Friday, May 20, 2005

café dolce (two): competition...

There are probably a half-dozen restaurants within shouting distance of Café Dulce. Of those, the Broiler is the swankiest. All the power lobbyists take their clients and the government officials they are lobbying there for lunch or dinner. I’ve eaten there before for lunch meetings and it’s a veritable who’s who of Sacramento (except for the governor).

The Broiler serves high quality concoctions with prices to match. Café Dulce is different. There is a variety of food available, but it is relatively plain compared to the Broiler. So they largely attract a different clientele.

The Joy of Cookies next door to Café Dulce has closed down since I was last in Sacramento. Looks to me like the Chinese place, Stix, several doors to the west, may do the same soon, if lack of crowds is any indication. Across from Sacramento Convention Center is another up-and-coming restaurant like The Broiler that has begun competing for market share.

We should not be surprised, I guess, by that. It is, after all, the American way of business. Our economy thrives on competition.

A guy I work with spent most of his life working in the newspaper business. He has a mind like a steel trap and smells a story 10 miles away. He is cast in the old-fashioned journalistic mold with language and demeanor to match. And he has some interesting views of life reflected in pithy “sayings” that he often holds forth with. One is germane to this discussion, and it’s one I can actually print here. (Some are not printable in such a blog.) “It’s a dog-eat-dog world, and I’m wearing Milk Bone™ underwear!” I’m sure it’s not original with him, but it pretty clearly reflects the competition we find ourselves in. Economically, we’re all trying to make a buck. There are only so many bucks to be made. The buck I make is a buck you didn’t. It’s a kind of economic Darwinism… survival of the fittest.

This is a bald generalization admittedly. I have observed a lot of compassion for especially older employees in some circumstances. (This unfortunately is becoming more rare.) Now, I’m not saying capitalism is a bad economic system at all or arguing for something different. It seems to survive better than most. My question is whether the church of Jesus Christ in its various institutional forms has sold out to this competitive drive so characteristic of our economic system? I think it has.

Brian McLaren pointed this out last October at a lecture I attended. We may talk evangelism and winning souls and saving the lost and such. But what we are really after is more of the church pie. “Fill these pews, Lord!” is an oft-uttered prayer isn’t it? (Or fill these chairs or bean bag chairs or floor or whatever.) We’re bent on institutional survival. Reflect on this for a moment.

The church in Ephesus is no longer there. (Neither is Ephesus as a living city, by the way.)

How does that make you feel? Are you asking questions such as, “Were they unfaithful? Did God remove their candlestick?” (See The Revelation of John chapters 2 and 3 in the Christian Bible if you are looking for a context to what I just wrote.) Are you thinking, “Dear God, don’t let us go that same direction?” Let me ask this: Is God still at work in the world around you? Yes, sometimes even in the institutional church. Sometimes.

-- Dataset --

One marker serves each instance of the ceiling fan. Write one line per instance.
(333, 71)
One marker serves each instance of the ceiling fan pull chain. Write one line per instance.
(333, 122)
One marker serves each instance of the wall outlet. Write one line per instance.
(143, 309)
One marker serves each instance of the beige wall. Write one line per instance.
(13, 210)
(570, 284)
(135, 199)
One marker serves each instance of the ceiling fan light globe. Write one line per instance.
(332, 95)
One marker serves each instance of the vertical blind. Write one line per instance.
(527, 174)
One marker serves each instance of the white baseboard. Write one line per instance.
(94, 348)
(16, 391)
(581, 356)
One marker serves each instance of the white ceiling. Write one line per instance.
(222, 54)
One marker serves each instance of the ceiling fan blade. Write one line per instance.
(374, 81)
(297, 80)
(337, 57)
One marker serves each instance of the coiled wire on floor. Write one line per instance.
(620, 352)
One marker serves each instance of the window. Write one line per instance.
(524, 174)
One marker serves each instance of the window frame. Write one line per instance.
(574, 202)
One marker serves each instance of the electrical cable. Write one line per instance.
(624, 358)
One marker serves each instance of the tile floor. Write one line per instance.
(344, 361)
==
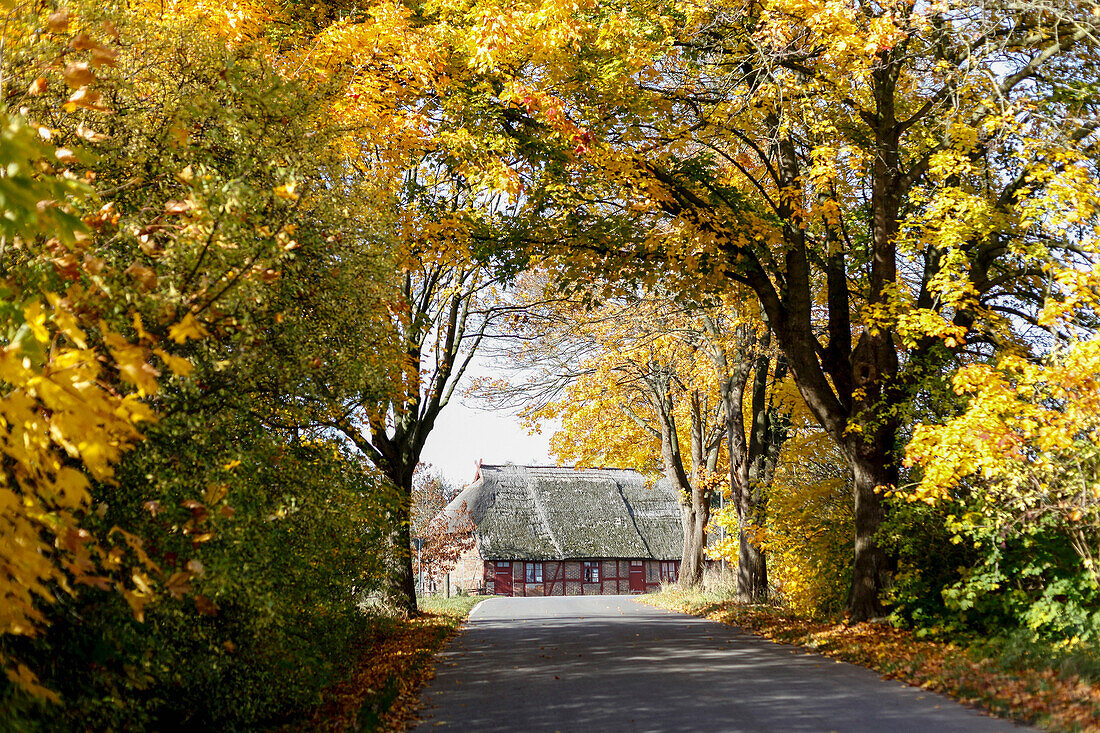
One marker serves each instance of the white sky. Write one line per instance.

-- Exercise requirements --
(1) List every eating establishment that the blog post about competition mentions by name.
(2) Proceed with the blog post about competition, picking up after its final sentence.

-- Expected outputs --
(1) Café Dulce, the Broiler, The Joy of Cookies, Stix

(2)
The survival of God’s church doesn’t depend on the survival of your institution.

Oh, God, if you could only get that into our heads and our hearts, how different the world might be!

Back to Café Dulce for a moment in order to make the point for which I have spilled all this electronic ink. At the risk of seeming to identify another potential market share or interest group, let me ask this question: what about the people who have chosen to bring their lunch to work?

When you look at things from a spiritual perspective, there are a lot more of these folks than anyone else. And they will never attend your church. They are not interested in your institutional survival. What happens within your walls on Sunday morning (or Saturday night or whenever) interests them not one bit. The language you speak is foreign and the view of the world you have chosen to take doesn’t correspond with theirs.

What about those people?

Are they searching for God? Many are, sometimes many more of them than others.

I guess this is a plea. Let’s drop the “what works to get people to church” (or at least what we call “church”) and begin taking the view that forming spiritual apprentices of Jesus (and being one ourselves) is probably the most important work we can do. I call it Kingdom of God work. We can do it anywhere. We can’t do it without the direction and empowerment of God’s Spirit. And, I am convinced, we cannot do it if we are spending all of our efforts to save the institutional church.

Now you may disagree with me about that. I could be wrong. Maybe you want to have a discussion about how we define “church”. Maybe that would be profitable. For us. Perhaps, though, we ought to focus on our mission of spiritually forming disciples and then this other discussion will take care of itself.

“Go and spiritually form apprentices…” words of Jesus, Matthew 28:19, my paraphrase (under influence of McLaren).

Wishing you grace and peace today, and just a small foxtail stuck in your sock…



Anonymous Marshall said...

Beautifully written, Owen. Thank you.